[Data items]
——

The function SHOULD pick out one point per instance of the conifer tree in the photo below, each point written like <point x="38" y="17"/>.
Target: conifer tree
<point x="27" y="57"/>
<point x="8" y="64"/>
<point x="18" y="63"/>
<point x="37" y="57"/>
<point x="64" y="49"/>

——

* _STATED GOAL_: Rewrite the data above as a two-column Markdown table headed "Row" and "Text," with each non-blank line in its own row, numbered in order.

* _TASK ANSWER_:
| Row | Text |
|---|---|
| 1 | The function SHOULD pick out one point per instance of the conifer tree in the photo below, each point written like <point x="38" y="17"/>. |
| 2 | Target: conifer tree |
| 3 | <point x="27" y="57"/> |
| 4 | <point x="8" y="64"/> |
| 5 | <point x="18" y="63"/> |
| 6 | <point x="37" y="57"/> |
| 7 | <point x="64" y="49"/> |